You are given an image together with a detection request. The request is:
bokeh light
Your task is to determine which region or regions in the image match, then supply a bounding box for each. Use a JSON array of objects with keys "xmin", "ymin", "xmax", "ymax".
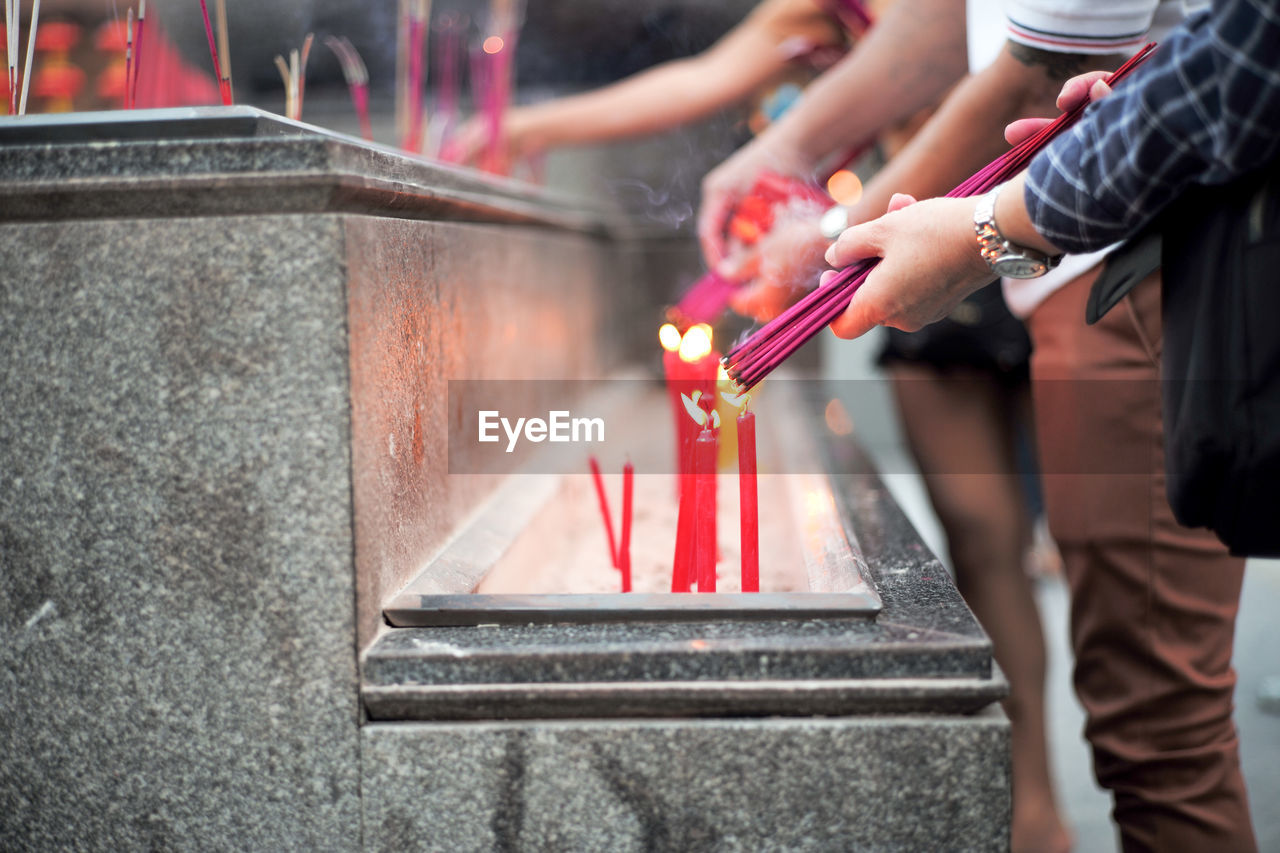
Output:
[{"xmin": 826, "ymin": 169, "xmax": 863, "ymax": 206}]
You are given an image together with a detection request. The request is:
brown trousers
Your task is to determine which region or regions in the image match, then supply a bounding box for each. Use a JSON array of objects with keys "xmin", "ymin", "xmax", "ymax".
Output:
[{"xmin": 1026, "ymin": 269, "xmax": 1258, "ymax": 853}]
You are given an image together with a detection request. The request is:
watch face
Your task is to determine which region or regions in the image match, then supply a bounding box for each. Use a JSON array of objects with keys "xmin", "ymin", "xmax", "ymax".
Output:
[{"xmin": 993, "ymin": 256, "xmax": 1047, "ymax": 279}]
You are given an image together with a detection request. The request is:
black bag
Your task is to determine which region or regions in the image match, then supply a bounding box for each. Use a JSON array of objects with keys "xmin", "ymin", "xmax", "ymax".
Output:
[
  {"xmin": 1090, "ymin": 159, "xmax": 1280, "ymax": 557},
  {"xmin": 879, "ymin": 280, "xmax": 1031, "ymax": 380}
]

▶ [WHAT IS NEEDED] Repeat the entries above exactly as written, but not their pictures.

▶ [WRITTEN RESPONSE]
You are given an image together with a detection request. The request is:
bokeh light
Your task is to determine which region or regions in the image match, then supply a bounding box for each. Use a JSON array of objects with keys "xmin", "ymin", "xmax", "ymax".
Output:
[{"xmin": 826, "ymin": 169, "xmax": 863, "ymax": 206}]
You are given an image together with a detection request. The request is:
brown trousers
Your task is to determine which region or regions in the image match, then supply a bounding box for each. Use a JSON array of objects with keys "xmin", "ymin", "xmax", "ymax".
Output:
[{"xmin": 1026, "ymin": 269, "xmax": 1258, "ymax": 853}]
You are given an image together with a detection request. The request is:
watch face
Your task is to determine which region or regions in the image match, then supply a bounding box for each. Use a JSON array of objects with keys "xmin", "ymin", "xmax", "ymax".
Output:
[{"xmin": 993, "ymin": 256, "xmax": 1047, "ymax": 279}]
You are given an image together with a detection request. The request is:
black bag
Your task is to determine which region or regions in the image match, then supply a bounding box for each. Use a JSON array of objects with keys "xmin", "ymin", "xmax", "ymax".
Output:
[
  {"xmin": 1090, "ymin": 159, "xmax": 1280, "ymax": 557},
  {"xmin": 879, "ymin": 280, "xmax": 1031, "ymax": 380}
]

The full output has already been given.